* **WHAT THE TASK REQUIRES**
Turn every one of the records below into a numbered list, leaving out any blank lines.

* **DATA LISTING**
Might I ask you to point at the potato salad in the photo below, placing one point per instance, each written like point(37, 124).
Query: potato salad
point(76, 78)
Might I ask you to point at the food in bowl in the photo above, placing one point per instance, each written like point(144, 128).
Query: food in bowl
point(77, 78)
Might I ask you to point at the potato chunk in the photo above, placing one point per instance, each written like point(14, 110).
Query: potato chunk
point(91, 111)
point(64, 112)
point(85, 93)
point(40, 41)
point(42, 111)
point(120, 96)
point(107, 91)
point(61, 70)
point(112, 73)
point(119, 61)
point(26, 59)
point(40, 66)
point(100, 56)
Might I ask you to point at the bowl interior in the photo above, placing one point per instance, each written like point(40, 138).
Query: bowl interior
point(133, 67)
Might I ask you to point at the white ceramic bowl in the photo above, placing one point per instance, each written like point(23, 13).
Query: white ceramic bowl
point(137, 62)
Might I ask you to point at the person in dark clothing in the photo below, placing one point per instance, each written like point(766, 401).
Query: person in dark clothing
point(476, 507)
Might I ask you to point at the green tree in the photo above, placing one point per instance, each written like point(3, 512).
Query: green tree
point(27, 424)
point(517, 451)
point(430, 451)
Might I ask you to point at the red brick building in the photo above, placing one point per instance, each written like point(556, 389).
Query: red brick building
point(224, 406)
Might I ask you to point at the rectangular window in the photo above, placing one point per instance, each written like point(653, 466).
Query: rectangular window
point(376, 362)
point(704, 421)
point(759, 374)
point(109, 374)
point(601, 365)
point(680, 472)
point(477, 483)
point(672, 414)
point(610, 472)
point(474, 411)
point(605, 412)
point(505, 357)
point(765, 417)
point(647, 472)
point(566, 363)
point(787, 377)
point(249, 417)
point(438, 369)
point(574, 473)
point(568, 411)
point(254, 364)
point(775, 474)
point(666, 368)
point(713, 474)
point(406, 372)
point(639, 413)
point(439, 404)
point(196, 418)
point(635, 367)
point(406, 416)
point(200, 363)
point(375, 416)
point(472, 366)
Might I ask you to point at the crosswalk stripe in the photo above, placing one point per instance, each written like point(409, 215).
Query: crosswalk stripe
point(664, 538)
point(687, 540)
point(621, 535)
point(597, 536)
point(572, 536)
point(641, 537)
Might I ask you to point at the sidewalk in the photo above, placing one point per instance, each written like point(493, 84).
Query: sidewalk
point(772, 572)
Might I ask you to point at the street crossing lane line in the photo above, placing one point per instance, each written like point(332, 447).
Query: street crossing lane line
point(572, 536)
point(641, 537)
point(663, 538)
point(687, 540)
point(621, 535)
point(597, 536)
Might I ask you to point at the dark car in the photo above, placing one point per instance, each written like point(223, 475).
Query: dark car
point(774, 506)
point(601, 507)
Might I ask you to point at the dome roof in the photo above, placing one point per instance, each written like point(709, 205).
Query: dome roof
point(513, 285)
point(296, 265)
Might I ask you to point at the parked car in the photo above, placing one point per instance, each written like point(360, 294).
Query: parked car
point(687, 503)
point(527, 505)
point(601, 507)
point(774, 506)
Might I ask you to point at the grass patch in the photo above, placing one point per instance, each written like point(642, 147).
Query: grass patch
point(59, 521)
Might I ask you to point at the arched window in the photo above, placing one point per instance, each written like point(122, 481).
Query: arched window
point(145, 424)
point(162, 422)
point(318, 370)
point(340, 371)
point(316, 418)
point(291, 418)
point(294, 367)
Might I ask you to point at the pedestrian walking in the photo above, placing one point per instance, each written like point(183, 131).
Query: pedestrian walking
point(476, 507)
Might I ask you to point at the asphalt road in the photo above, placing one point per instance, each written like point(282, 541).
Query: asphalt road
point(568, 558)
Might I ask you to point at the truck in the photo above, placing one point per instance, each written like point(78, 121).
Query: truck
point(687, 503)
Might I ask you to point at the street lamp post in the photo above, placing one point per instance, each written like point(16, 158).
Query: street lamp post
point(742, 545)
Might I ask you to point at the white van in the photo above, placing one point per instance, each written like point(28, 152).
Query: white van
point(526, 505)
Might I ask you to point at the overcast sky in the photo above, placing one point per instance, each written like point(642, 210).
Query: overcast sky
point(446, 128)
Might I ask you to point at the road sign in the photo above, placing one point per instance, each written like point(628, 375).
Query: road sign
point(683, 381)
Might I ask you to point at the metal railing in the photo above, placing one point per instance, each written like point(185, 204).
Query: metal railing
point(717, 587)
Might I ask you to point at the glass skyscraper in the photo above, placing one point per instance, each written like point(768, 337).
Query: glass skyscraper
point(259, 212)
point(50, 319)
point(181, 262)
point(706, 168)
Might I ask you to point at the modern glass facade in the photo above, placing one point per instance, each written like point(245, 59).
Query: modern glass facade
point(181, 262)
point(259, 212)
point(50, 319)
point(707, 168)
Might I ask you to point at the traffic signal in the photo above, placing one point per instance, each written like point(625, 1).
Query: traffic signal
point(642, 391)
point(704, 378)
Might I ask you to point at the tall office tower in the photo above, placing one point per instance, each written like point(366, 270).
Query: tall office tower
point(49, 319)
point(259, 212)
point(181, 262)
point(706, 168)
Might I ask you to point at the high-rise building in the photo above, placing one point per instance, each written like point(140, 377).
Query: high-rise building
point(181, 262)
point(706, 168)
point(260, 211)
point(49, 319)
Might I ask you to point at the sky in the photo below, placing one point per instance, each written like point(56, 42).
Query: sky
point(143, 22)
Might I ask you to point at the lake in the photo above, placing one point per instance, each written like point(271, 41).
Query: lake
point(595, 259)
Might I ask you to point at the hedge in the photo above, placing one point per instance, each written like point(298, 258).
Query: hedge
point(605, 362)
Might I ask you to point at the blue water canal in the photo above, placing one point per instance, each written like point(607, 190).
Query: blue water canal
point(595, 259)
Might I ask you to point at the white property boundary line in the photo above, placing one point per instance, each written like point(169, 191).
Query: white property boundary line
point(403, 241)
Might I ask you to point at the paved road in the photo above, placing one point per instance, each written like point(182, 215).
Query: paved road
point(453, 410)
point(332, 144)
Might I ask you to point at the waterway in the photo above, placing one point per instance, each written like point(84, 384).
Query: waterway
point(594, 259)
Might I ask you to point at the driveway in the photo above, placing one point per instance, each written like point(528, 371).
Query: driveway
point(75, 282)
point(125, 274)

* **TASK RESULT**
1. Might I ask you to point at the potato salad in the photo below, placing one point per instance, each written like point(37, 124).
2. Query: potato salad
3. point(76, 78)
4. Might I ask you to point at the food in bowl in the photo above, placing one point per instance, each written like point(144, 128).
5. Query: food in bowl
6. point(77, 78)
7. Might I ask you to point at the potato chunk in the photo above, placing one point per instance, each written like point(14, 110).
8. Query: potato chunk
9. point(91, 111)
10. point(64, 112)
11. point(85, 93)
12. point(40, 41)
13. point(42, 111)
14. point(120, 96)
15. point(107, 91)
16. point(61, 70)
17. point(112, 73)
18. point(119, 61)
19. point(26, 59)
20. point(40, 66)
21. point(100, 56)
22. Might I ask you to point at the bowl interior in the photo above, placing one point per instance, each written like point(40, 138).
23. Query: bowl interior
24. point(133, 67)
25. Might I ask you to point at the white ceramic bowl in the photo above, placing one point per instance, each written like point(23, 13).
26. Query: white ceramic bowl
27. point(137, 62)
28. Might I ask you to point at the person in dark clothing in the photo below, placing one point per instance, each written like point(766, 401).
29. Query: person in dark clothing
30. point(476, 507)
31. Might I ask you to point at the green tree in the photo above, placing one point per instance, each written like point(3, 512).
32. Query: green tree
33. point(27, 424)
34. point(517, 451)
35. point(430, 451)
36. Might I ask you to point at the red brick building in the photo above, placing one point per instance, each written like point(556, 389).
37. Query: red brick building
38. point(224, 406)
39. Might I ask you to point at the rectangular window in the photo above, placing one point per instance, each written like point(653, 466).
40. Query: rectangular window
41. point(376, 362)
42. point(704, 421)
43. point(759, 374)
44. point(109, 374)
45. point(601, 365)
46. point(680, 472)
47. point(477, 483)
48. point(672, 414)
49. point(610, 472)
50. point(474, 411)
51. point(605, 412)
52. point(505, 357)
53. point(765, 417)
54. point(647, 472)
55. point(566, 363)
56. point(787, 377)
57. point(249, 417)
58. point(438, 369)
59. point(574, 473)
60. point(568, 411)
61. point(254, 364)
62. point(775, 474)
63. point(666, 368)
64. point(713, 474)
65. point(406, 372)
66. point(639, 413)
67. point(439, 404)
68. point(196, 418)
69. point(635, 367)
70. point(406, 416)
71. point(200, 363)
72. point(375, 416)
73. point(472, 366)
74. Might I ask you to point at the crosswalk stripe in the photo above, placing one point per instance, each written like point(409, 215).
75. Query: crosswalk stripe
76. point(664, 538)
77. point(687, 540)
78. point(621, 535)
79. point(597, 536)
80. point(572, 536)
81. point(641, 537)
82. Might I ask you to point at the sidewalk in the photo above, placing one point per instance, each written like point(493, 84).
83. Query: sidewalk
84. point(772, 572)
85. Might I ask you to point at the street crossing lane line in the photo above, placing one point per instance, each written like point(332, 447).
86. Query: street crossing lane line
87. point(572, 536)
88. point(641, 537)
89. point(663, 538)
90. point(687, 540)
91. point(621, 535)
92. point(597, 536)
93. Might I ask you to point at the dark car in the photo above, placing one point per instance, each written like point(223, 475).
94. Query: dark car
95. point(774, 506)
96. point(601, 507)
97. Might I ask you to point at the dome roof in the photo above, placing one point per instance, each written like point(709, 205).
98. Query: dome roof
99. point(513, 285)
100. point(296, 265)
101. Might I ask you to point at the parked car in the photo above, placing one point per instance, each written like point(360, 294).
102. Query: parked car
103. point(687, 503)
104. point(527, 505)
105. point(601, 507)
106. point(774, 506)
107. Might I ask you to point at the grass patch in the photo above, placing one point per instance, each written like point(642, 147).
108. Query: grass patch
109. point(59, 521)
110. Might I ask you to point at the arched window in the photo above, placing one point per instance, each written like point(122, 481).
111. Query: arched window
112. point(145, 424)
113. point(162, 422)
114. point(318, 370)
115. point(340, 371)
116. point(316, 418)
117. point(291, 418)
118. point(294, 367)
119. Might I ask you to point at the pedestrian walking in the photo above, placing one point per instance, each written like point(183, 131).
120. Query: pedestrian walking
121. point(476, 507)
122. Might I ask you to point at the asphalt road in the photo above, placing one point per instance, each written like point(282, 541).
123. Query: asphalt road
124. point(568, 558)
125. Might I ask you to point at the truck in the photo above, placing one point per instance, each written like point(78, 121).
126. Query: truck
127. point(687, 503)
128. Might I ask you to point at the street lamp post in the photo above, placing one point per instance, each written like point(16, 158).
129. Query: street lamp post
130. point(742, 545)
131. Might I ask you to point at the white van in the photo above, placing one point per instance, each written like point(28, 152).
132. Query: white van
133. point(526, 505)
134. Might I ask you to point at the overcast sky in the photo above, placing one point per instance, each written like point(642, 210).
135. Query: overcast sky
136. point(446, 128)
137. Might I ask you to point at the road sign in the photo above, placing one point per instance, each written like point(628, 375).
138. Query: road sign
139. point(683, 381)
140. Might I ask you to point at the metal railing in the photo above, placing one point per instance, each written like point(185, 204).
141. Query: metal railing
142. point(717, 587)
143. Might I ask you to point at the glass skyscraper in the photo above, placing one point per instance, each written like point(768, 337).
144. Query: glass skyscraper
145. point(259, 212)
146. point(50, 319)
147. point(181, 262)
148. point(706, 168)
149. Might I ask you to point at the modern glass facade in the photo above, placing one point per instance, each written like point(245, 59).
150. Query: modern glass facade
151. point(181, 262)
152. point(259, 212)
153. point(50, 319)
154. point(707, 168)
155. Might I ask you to point at the traffic signal in the photo above, placing one point per instance, each written like point(625, 1).
156. Query: traffic signal
157. point(642, 391)
158. point(704, 378)
159. Might I ask you to point at the tall office tower in the photo above, placing one point per instance, each written like point(366, 270).
160. Query: tall office tower
161. point(49, 319)
162. point(259, 212)
163. point(181, 262)
164. point(706, 168)
165. Might I ask you to point at the high-rise building in the photo above, placing one point per instance, each written like point(140, 377).
166. Query: high-rise building
167. point(181, 262)
168. point(706, 168)
169. point(260, 211)
170. point(49, 319)
171. Might I ask you to point at the sky in the photo below, placing one point per instance, each written like point(56, 42).
172. Query: sky
173. point(143, 22)
174. Might I ask you to point at the lake in the photo above, placing one point per instance, each written like point(271, 41).
175. Query: lake
176. point(595, 259)
177. Might I ask you to point at the hedge in the photo above, placing one point per instance, each written like point(298, 258).
178. Query: hedge
179. point(605, 362)
180. Might I ask you to point at the blue water canal in the photo above, placing one point per instance, each written like point(607, 190).
181. Query: blue water canal
182. point(595, 259)
183. Might I ask you to point at the white property boundary line in the photo above, placing one point per instance, each written like point(169, 191).
184. Query: white property boundary line
185. point(403, 241)
186. Might I ask you to point at the paved road in the photo above, placing one point per instance, each written like point(182, 215).
187. Query: paved road
188. point(453, 410)
189. point(332, 144)
190. Might I ask you to point at the waterway in the photo above, placing one point per instance, each written like point(84, 384).
191. Query: waterway
192. point(594, 259)
193. Might I ask you to point at the driveway in the photo above, placing one point per instance, each written like point(528, 371).
194. Query: driveway
195. point(75, 282)
196. point(125, 274)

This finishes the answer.